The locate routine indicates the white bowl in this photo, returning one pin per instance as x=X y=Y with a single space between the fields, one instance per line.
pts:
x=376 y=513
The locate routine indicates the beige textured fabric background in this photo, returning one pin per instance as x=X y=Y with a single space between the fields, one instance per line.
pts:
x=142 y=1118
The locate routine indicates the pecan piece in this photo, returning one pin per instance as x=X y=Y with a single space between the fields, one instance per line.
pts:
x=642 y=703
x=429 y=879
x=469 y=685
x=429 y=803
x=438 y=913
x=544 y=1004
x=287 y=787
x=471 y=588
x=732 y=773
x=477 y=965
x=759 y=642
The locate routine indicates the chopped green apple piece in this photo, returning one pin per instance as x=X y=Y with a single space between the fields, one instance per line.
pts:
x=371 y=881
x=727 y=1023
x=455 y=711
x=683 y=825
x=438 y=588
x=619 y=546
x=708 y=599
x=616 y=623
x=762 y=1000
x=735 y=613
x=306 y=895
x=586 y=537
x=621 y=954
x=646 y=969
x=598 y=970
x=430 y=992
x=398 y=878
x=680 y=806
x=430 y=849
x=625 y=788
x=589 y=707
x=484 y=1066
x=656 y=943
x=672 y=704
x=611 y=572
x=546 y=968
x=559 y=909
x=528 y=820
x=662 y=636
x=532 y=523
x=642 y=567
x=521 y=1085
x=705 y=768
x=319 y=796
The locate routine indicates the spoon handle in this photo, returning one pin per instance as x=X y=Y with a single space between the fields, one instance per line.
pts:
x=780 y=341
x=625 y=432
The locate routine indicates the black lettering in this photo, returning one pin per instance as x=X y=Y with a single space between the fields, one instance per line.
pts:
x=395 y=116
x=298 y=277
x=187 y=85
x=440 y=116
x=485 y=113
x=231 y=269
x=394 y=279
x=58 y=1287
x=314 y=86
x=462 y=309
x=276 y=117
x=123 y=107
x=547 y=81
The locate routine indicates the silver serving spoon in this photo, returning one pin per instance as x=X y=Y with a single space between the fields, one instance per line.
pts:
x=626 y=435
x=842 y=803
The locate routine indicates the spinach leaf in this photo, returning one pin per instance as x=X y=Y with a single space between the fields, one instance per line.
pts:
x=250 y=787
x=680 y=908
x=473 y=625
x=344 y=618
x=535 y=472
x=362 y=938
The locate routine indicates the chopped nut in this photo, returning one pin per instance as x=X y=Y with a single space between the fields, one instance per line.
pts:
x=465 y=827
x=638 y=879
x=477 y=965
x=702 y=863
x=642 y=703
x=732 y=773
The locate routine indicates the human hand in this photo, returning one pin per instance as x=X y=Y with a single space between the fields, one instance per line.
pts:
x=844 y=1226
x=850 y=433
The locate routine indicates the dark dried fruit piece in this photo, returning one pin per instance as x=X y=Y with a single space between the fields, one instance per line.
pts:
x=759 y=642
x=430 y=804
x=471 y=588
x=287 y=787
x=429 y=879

------------

## Task description
Edit the listing above so that every instance of "pts" reads "points" instead, and leave every other character unchanged.

## Solution to the problem
The locate routine indicates the white bowl in this photo, returning one pin per instance as x=X y=Y with a single space between the fields, one instance per line.
points:
x=376 y=513
The locate routine indicates the beige textured fabric background in this photo, returning one pin per instance as x=X y=Y with a single space between the fields, one instance per line.
points:
x=142 y=1118
The locate routine indicates the pecan piece in this photo, returning one pin per instance as x=X y=Y with a single space between the fields, one instance per line.
points:
x=642 y=703
x=429 y=879
x=469 y=685
x=429 y=803
x=438 y=913
x=544 y=1004
x=287 y=787
x=471 y=588
x=732 y=773
x=477 y=965
x=759 y=642
The locate routine indicates the chopped green apple piece in this photo, returning one pin per instance as x=X y=Y with a single space between the fields, one instance per line.
points:
x=371 y=881
x=727 y=1023
x=455 y=711
x=683 y=825
x=438 y=588
x=619 y=546
x=708 y=599
x=616 y=623
x=762 y=1000
x=735 y=613
x=306 y=895
x=586 y=537
x=621 y=954
x=646 y=969
x=598 y=970
x=430 y=992
x=398 y=878
x=680 y=806
x=430 y=849
x=625 y=788
x=589 y=707
x=484 y=1066
x=656 y=943
x=672 y=704
x=611 y=572
x=546 y=968
x=559 y=909
x=528 y=820
x=662 y=636
x=532 y=523
x=642 y=567
x=521 y=1085
x=705 y=768
x=319 y=796
The locate routine indicates the spoon handle in this photo, returning one pin per instance as x=X y=Y with a single space between the fields, one instance per line.
points:
x=780 y=341
x=625 y=432
The locate routine indicates the black lettering in this photo, returning one pin per instance as x=X y=Y with a single space between the fields, one instance per line.
points:
x=395 y=116
x=298 y=277
x=187 y=85
x=440 y=116
x=485 y=113
x=231 y=269
x=394 y=279
x=58 y=1287
x=314 y=86
x=462 y=309
x=276 y=117
x=123 y=107
x=547 y=81
The locate routine indicates the silver serving spoon in this photo, returning one pin per instance as x=X y=Y with a single space between the fields, one instance per line.
points:
x=626 y=435
x=842 y=803
The locate routine indicates the spinach leaf in this photo, returning one pin per instance as x=X y=Y with a single space between the fields, one instance per line.
points:
x=250 y=787
x=680 y=908
x=473 y=625
x=344 y=618
x=535 y=472
x=362 y=938
The locate routine indicates the chopped nut in this photo, returning one pin per instance as x=X y=Y with a single space between the fields, one instance per line.
points:
x=465 y=827
x=638 y=879
x=477 y=965
x=702 y=863
x=642 y=703
x=732 y=773
The locate routine indicates the human hand in this photo, returning one pin per instance as x=X y=Y with a single space between the fields, one instance per line.
points:
x=844 y=1226
x=850 y=433
The locate routine indicates the dark dried fruit piece in this photo, returning one pin per instance as x=X y=Y with a single space between the fields, one instance per line.
points:
x=759 y=642
x=430 y=804
x=471 y=588
x=287 y=787
x=429 y=879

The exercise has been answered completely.